Passage provided -
Monday, February 24, 2014

Sex Can Kill: The Dangers of HPV

HPV (Human Papillomavirus) is one of the leading causes of cervical cancer and has infected an average of 50% of the population participating in sexual activity (WebMd.Com). There are no symptoms of HPV, with the exception of the strain that causes genital warts. Many women and men don’t even know they have contracted the virus.

You are at risk to contract HPV IF you:

o   Have sex at an early age
o   Have many sexual partners
o   Have a sex partner who has had multiple partners

According to the Center for Disease Control, many people assume that HPV only impacts young women or teenagers, but cases have been reported that HPV has impacted the older generations as well.

Remember ladies, HPV is not just a, “loose woman’s or nasty woman’s disease.” Even a virgin can contract the virus from literally bumping and grinding. No penetration has to be involved. Not only do you need to know who you are sleeping with, but who you’re bumping and grinding with as well.


XOXO,



Monday, February 3, 2014

Sex Can Kill


Ladies, did you know that having rough sex will eventually damage your body? Rough sex may feel good to you at the time, but a man can actually jam his penis into your vagina, hitting your cervix, which may cause post-cramping, bleeding, and overtime cervical erosion, which is the inflammation of cervical cells which causes vaginal discharge, bleeding during sexual intercourse and in between periods. Cervical erosion will also cause the wearing away or thinning of your cervix, which is needed for your body to carry a baby to full term (mDhill.com).

Aim of the exercise -
Please repeat the section of the passage above on the health risks of sex word for word, from "Sex Can Kill: The" up to and including "contracted the virus.".

(Point-per-instance localization data)
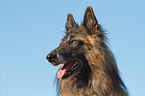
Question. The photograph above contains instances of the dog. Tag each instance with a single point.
(88, 67)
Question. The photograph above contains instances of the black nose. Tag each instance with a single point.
(50, 57)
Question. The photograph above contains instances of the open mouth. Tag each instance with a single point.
(68, 69)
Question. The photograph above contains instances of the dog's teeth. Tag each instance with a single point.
(72, 67)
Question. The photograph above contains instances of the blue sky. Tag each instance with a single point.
(30, 29)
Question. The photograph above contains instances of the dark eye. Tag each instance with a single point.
(74, 42)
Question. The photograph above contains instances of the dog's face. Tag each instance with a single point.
(71, 53)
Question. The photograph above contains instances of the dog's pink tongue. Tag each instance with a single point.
(60, 73)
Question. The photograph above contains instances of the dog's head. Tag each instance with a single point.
(75, 47)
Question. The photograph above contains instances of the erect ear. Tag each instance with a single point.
(70, 23)
(90, 21)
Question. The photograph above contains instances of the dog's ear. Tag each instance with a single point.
(90, 21)
(70, 23)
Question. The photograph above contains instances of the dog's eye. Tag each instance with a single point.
(74, 42)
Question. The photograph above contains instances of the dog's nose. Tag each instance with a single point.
(50, 57)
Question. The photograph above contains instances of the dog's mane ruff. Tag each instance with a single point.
(104, 79)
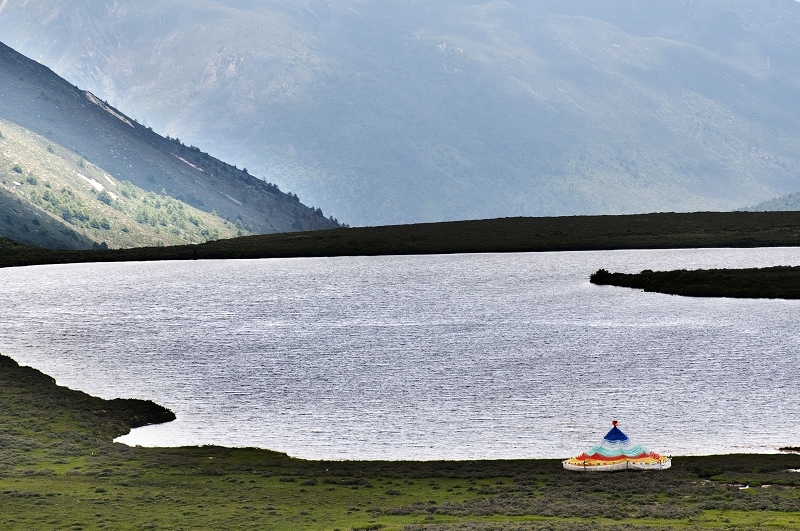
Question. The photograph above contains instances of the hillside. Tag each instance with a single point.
(77, 173)
(572, 233)
(402, 112)
(782, 203)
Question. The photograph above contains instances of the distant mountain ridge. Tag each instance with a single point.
(784, 203)
(396, 111)
(104, 176)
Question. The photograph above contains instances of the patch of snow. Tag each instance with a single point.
(97, 186)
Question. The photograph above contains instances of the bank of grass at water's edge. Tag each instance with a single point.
(570, 233)
(781, 282)
(60, 470)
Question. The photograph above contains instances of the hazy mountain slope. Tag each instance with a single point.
(67, 137)
(403, 111)
(779, 204)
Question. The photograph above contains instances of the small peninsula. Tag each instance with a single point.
(781, 282)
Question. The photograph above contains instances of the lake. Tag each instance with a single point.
(419, 357)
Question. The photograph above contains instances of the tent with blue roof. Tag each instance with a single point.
(617, 452)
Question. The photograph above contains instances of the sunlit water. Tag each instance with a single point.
(418, 357)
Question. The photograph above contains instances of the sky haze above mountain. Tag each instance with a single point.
(407, 111)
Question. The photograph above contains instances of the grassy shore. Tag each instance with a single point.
(575, 233)
(59, 469)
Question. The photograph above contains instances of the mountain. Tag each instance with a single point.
(784, 203)
(76, 172)
(407, 111)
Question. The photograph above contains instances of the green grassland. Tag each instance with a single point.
(572, 233)
(59, 469)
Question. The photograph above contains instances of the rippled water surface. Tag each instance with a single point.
(419, 357)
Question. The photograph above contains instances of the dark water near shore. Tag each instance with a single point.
(419, 357)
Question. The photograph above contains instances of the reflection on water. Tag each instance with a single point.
(418, 357)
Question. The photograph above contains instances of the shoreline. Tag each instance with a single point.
(59, 468)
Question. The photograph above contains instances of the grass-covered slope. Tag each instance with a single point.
(70, 157)
(400, 112)
(641, 231)
(60, 470)
(70, 201)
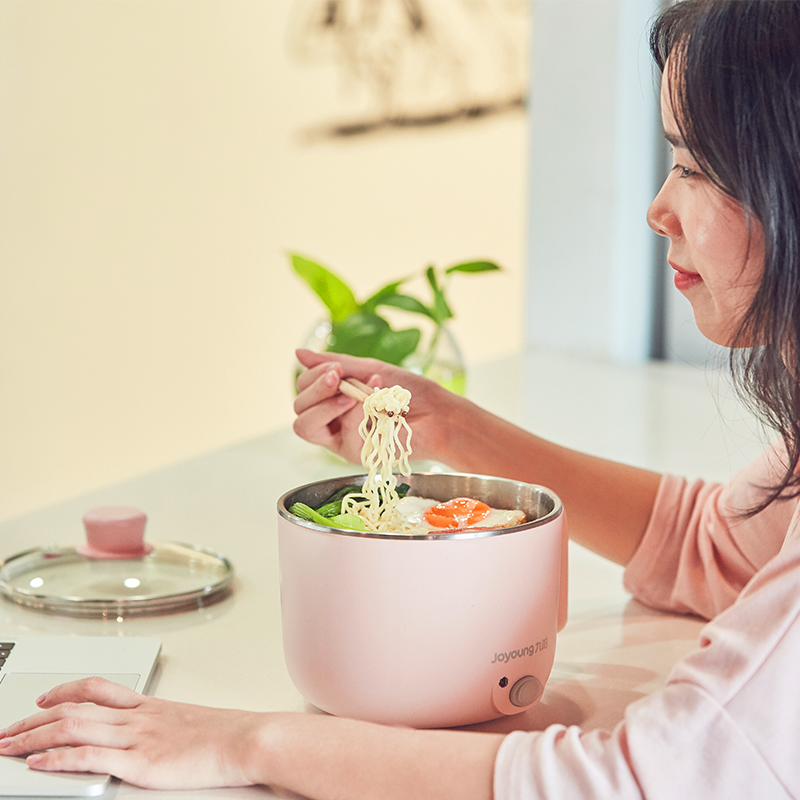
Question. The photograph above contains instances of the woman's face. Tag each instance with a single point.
(716, 252)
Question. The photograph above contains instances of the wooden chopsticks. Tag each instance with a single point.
(353, 387)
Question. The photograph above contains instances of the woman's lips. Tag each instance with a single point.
(685, 279)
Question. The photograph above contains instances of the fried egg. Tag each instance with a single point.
(458, 514)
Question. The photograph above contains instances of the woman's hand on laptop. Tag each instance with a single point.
(102, 727)
(98, 726)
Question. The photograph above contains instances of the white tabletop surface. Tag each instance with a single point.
(612, 651)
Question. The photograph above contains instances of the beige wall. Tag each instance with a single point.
(152, 179)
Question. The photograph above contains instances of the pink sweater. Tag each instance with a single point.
(727, 725)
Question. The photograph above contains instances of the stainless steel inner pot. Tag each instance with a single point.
(539, 504)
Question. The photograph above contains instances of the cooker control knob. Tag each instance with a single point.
(525, 691)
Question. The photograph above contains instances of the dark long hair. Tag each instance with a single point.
(734, 70)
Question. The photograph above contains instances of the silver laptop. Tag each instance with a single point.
(32, 665)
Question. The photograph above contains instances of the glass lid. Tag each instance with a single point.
(115, 572)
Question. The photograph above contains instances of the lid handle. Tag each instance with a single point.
(114, 532)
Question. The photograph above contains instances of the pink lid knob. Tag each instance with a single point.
(114, 532)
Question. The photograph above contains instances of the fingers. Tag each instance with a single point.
(80, 759)
(91, 690)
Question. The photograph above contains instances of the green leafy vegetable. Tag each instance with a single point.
(347, 521)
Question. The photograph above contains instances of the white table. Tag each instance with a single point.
(613, 650)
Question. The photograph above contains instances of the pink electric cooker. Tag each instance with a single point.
(424, 630)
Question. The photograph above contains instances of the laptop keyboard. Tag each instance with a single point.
(5, 652)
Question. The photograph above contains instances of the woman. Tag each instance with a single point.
(727, 723)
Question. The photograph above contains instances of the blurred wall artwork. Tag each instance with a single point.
(409, 64)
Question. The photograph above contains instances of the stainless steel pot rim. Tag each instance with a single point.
(333, 483)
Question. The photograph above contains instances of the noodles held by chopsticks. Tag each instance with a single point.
(384, 420)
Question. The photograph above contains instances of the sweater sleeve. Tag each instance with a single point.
(699, 551)
(725, 726)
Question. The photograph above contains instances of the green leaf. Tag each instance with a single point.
(371, 303)
(357, 334)
(473, 266)
(395, 346)
(371, 336)
(441, 310)
(407, 303)
(337, 296)
(348, 521)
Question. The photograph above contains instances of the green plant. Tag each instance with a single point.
(357, 327)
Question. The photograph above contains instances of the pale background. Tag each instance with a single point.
(152, 179)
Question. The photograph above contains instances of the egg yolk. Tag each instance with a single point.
(458, 513)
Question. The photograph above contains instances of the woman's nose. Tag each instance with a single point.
(661, 217)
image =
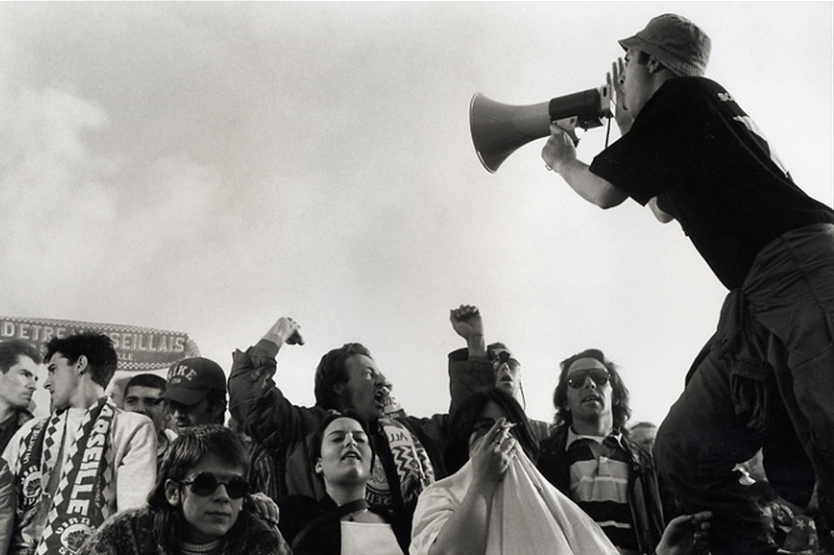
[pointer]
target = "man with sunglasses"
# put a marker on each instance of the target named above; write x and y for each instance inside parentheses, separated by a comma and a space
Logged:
(691, 153)
(143, 395)
(591, 459)
(480, 366)
(85, 461)
(408, 449)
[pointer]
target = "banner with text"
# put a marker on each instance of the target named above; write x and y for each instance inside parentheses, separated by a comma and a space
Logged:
(138, 349)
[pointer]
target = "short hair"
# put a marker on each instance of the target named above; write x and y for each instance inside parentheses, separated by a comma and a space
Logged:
(215, 398)
(96, 347)
(12, 349)
(463, 420)
(497, 345)
(620, 409)
(146, 380)
(317, 437)
(331, 371)
(186, 452)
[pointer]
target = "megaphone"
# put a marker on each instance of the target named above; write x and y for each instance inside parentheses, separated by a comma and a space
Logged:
(499, 129)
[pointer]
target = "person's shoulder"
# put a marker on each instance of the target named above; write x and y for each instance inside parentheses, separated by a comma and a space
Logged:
(131, 420)
(639, 453)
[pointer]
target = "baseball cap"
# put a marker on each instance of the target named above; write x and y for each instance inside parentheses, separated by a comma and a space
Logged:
(189, 380)
(675, 42)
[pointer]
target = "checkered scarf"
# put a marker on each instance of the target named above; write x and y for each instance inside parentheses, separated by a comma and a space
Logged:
(413, 465)
(82, 497)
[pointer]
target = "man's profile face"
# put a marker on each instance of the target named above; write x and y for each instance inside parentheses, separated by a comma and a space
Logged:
(19, 383)
(592, 398)
(635, 84)
(146, 400)
(62, 380)
(507, 371)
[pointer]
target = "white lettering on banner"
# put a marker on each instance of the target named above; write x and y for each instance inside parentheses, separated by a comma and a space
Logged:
(136, 348)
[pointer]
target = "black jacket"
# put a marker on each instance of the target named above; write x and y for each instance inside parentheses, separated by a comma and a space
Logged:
(643, 490)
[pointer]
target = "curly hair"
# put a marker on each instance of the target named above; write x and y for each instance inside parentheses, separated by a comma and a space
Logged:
(331, 371)
(96, 347)
(185, 453)
(620, 409)
(462, 423)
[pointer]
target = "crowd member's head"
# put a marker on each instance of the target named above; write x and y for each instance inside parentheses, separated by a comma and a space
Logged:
(195, 392)
(143, 394)
(342, 455)
(78, 367)
(590, 389)
(507, 369)
(474, 418)
(18, 367)
(347, 378)
(201, 488)
(644, 433)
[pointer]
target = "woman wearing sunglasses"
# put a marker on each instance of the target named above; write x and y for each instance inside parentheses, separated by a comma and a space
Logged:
(198, 505)
(341, 523)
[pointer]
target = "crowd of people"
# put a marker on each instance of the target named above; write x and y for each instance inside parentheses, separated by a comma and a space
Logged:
(167, 473)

Response to the exercise -
Sex Can Kill: The Dangers of HPV

HPV (Human Papillomavirus) is one of the leading causes of cervical cancer and has infected an average of 50% of the population participating in sexual activity (WebMd.Com). There are no symptoms of HPV, with the exception of the strain that causes genital warts. Many women and men don’t even know they have contracted the virus.